Questions to answer:
A) Using the links post, say whether each statement agrees with it: (i) India tops the list of countries with the most thorium; (ii) Ronald Smith is best known as an interpreter of Chopin; (iii) the writer agreed to let the Johan Norberg site change the registry. Answer yes or no to each and quote the deciding words.
B) In the links post, what does Matthew Parris say public investment is called when it is being cut?
C) Write out the part of the links post starting at "Michael Anissimov foresees" and ending at "rather attractive list.".

Johan Norberg reports on the encouraging progress of Capitalism in the Caucusus, Georgia to be exact. The entire Johan Norberg site has suddenly stopped working for me, displaying no text at all, no matter what link I press. (To get from the regular blog to the particular posting about Georgia, it insolently demanded to make changes to my “registry”, which I refused, and it has now gone on total strike, apparently permanently, main blog and all. Bye bye Johan.) But maybe that link still works for you. If not, the news is: Capitalism in the Caucusus is making encouraging progress, even if Johan Norberg’s blog is doing less well, according to my experience. (UPDATE: Hello Johan! It all seems to be working again!)
Amit Varma links to and quotes Michel Houellebecq in the Guardian, saying:
Life is painful and disappointing. It is useless, therefore, to write new, realistic novels. We generally know where we stand in relation to reality and don’t care to know any more.
Michael Anissimov foresees a nuclear reactor in every home. Using thorium, apparently, whatever that is. The countries with the most thorium are, starting from the top: India, Australia, Norway, USA, Canada, South Africa, Brazil. A rather attractive list.
Matthew Parris hates the marketing-speak word challenge, as in “sorry we can’t do that”. He also notes that when public spending is being increased it is called “investment”, but when public investment is being cut, it is called “spending”.
And if you want more links, remember that whenever Michael Blowhard entitles a posting Elsewhere, more links is what you’ll get in abundance.
Last night I linked to this review, of some Chopin playing by the late Ronald Smith. Smith is best known as an interpreter of the music of the highly eccentric Charles Valentin Alkan, and the gist of that review is that Smith plays Chopin with similar eccentricity and that this only sometimes suits the music but mostly does not.

Provided records:
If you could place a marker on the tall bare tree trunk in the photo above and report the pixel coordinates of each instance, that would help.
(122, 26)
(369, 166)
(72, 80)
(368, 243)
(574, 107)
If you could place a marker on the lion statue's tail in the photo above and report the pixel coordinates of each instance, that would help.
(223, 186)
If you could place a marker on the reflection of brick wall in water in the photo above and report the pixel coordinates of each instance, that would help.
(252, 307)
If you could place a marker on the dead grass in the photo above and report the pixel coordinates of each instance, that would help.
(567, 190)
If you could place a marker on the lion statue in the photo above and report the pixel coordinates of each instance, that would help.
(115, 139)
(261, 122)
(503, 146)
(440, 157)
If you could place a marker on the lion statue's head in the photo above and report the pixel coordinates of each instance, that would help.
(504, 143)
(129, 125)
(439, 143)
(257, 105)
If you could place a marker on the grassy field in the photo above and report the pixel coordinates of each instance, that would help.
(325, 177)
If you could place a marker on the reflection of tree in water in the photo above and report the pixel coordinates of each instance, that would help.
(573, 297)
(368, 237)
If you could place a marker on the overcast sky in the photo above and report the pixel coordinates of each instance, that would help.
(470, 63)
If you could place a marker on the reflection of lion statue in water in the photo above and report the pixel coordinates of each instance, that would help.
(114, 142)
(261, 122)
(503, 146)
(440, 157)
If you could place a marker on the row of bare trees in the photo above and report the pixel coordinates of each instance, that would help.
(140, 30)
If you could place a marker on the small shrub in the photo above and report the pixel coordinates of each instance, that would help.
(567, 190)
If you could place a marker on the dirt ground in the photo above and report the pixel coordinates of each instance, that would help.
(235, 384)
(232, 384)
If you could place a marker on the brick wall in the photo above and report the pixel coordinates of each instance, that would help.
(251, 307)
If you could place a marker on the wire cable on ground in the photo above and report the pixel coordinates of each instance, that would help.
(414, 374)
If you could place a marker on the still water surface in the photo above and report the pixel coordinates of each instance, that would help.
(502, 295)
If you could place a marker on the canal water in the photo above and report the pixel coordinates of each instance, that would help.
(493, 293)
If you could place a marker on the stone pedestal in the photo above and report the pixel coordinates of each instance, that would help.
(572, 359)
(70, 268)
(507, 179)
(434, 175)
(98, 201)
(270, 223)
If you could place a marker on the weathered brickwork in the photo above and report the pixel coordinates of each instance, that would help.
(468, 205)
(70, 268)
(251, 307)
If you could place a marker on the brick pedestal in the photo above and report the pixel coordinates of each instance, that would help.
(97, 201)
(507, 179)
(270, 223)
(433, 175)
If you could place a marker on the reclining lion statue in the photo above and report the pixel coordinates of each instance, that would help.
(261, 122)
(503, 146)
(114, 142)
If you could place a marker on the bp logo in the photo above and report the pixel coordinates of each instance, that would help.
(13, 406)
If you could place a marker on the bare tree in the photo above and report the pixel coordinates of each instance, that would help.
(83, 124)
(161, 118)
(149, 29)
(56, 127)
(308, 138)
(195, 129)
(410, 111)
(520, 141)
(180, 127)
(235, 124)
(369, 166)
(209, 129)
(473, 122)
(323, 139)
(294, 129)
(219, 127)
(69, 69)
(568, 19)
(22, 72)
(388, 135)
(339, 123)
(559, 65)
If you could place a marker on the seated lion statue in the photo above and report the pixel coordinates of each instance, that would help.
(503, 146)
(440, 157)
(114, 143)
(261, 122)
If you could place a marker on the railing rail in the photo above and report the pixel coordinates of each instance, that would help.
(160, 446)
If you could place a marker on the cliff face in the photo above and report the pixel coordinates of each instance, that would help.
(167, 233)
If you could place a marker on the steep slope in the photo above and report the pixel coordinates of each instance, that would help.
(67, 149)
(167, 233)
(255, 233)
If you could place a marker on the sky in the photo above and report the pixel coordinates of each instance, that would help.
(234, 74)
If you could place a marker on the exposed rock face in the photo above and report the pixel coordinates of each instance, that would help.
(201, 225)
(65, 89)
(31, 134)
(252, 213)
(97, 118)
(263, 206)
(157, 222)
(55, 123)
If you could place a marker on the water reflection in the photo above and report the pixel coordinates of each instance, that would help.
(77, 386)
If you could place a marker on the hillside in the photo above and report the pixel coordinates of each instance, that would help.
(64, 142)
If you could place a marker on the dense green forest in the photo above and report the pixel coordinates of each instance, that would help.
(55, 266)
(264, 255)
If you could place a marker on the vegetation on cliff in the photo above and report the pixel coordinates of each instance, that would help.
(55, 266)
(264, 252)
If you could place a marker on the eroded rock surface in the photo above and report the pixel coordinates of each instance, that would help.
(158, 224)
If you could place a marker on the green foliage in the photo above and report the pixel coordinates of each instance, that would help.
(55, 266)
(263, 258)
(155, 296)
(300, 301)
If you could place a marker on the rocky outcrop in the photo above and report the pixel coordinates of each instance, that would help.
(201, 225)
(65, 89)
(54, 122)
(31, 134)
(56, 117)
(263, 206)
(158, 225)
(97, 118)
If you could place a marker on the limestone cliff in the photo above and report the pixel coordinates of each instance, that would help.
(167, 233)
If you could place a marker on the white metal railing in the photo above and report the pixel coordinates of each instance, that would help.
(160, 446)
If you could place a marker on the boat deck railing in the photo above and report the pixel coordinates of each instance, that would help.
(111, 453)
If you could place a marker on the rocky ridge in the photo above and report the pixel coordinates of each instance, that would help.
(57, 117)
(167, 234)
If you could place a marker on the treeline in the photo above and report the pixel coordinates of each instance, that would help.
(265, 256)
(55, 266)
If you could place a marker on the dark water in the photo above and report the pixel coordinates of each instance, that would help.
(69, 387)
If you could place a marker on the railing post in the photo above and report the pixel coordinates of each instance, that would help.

Responses per task:
A)
(i) Yes: "starting from the top: India"
(ii) No: "Smith is best known as an interpreter of the music of the highly eccentric Charles Valentin Alkan"
(iii) No: "which I refused"

B) It is called "spending."

C)
Michael Anissimov foresees a nuclear reactor in every home. Using thorium, apparently, whatever that is. The countries with the most thorium are, starting from the top: India, Australia, Norway, USA, Canada, South Africa, Brazil. A rather attractive list.